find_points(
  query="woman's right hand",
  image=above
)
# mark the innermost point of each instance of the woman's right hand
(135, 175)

---

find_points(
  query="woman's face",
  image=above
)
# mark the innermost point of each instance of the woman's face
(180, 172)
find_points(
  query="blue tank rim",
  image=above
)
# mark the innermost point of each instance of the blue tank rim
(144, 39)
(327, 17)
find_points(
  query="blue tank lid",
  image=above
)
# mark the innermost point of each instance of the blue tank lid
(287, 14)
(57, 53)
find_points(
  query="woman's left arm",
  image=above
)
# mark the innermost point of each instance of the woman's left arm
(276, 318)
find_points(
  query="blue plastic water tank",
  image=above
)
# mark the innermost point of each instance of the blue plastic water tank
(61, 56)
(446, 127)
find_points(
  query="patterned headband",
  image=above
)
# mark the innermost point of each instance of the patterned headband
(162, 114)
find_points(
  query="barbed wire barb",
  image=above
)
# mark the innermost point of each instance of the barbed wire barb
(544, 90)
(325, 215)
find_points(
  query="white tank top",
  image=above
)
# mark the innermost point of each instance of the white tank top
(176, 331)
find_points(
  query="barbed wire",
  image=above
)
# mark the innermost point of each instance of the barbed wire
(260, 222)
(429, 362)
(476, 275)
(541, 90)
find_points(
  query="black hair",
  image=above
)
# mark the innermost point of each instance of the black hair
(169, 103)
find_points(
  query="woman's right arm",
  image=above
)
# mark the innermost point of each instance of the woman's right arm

...

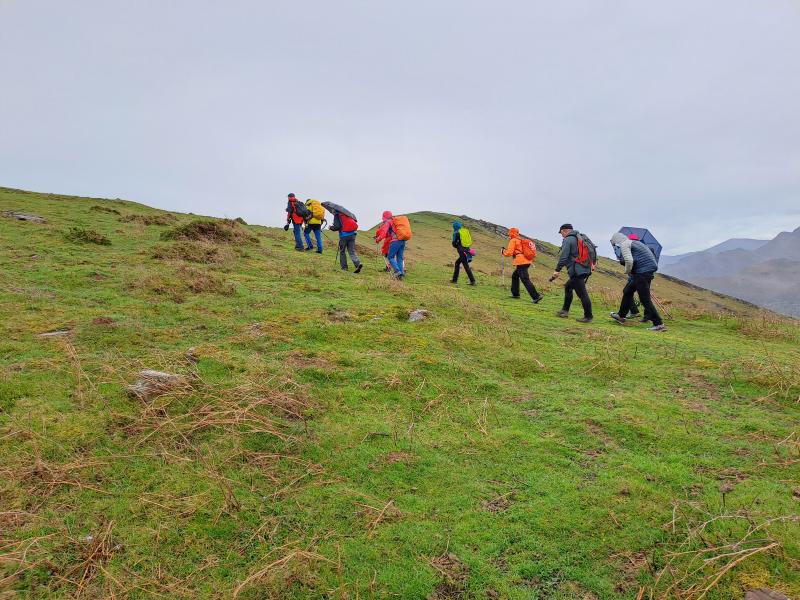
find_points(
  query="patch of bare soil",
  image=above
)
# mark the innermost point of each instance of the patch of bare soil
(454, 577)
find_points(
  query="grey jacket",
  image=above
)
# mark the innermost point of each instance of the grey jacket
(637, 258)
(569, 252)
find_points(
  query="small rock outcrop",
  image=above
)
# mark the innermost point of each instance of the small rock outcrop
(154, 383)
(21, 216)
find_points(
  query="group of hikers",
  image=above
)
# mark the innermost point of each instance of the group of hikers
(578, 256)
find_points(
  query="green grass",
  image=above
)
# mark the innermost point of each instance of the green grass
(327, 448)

* WORK INSTRUCTION *
From the line containing "the barbed wire barb" down to the line containing "the woman's right arm" in the material above, reproduce every line exactly, including the two end lines.

* FINISHED EXERCISE *
# mark the innermost point of each instance of the barbed wire barb
(544, 90)
(325, 215)
find_points(
  query="white tank top",
  image=above
)
# mark the innermost point of each instance of the white tank top
(176, 331)
find_points(
  query="barbed wire",
  image=above
)
# mark the innermost point of each instance of the barbed wire
(260, 222)
(429, 362)
(476, 275)
(541, 90)
find_points(
  query="black hair",
  image=above
)
# mark the innermost point of each instance of the black hair
(169, 103)
find_points(
  query="woman's right arm",
  image=above
)
# mark the innermost point of each instance of the woman's right arm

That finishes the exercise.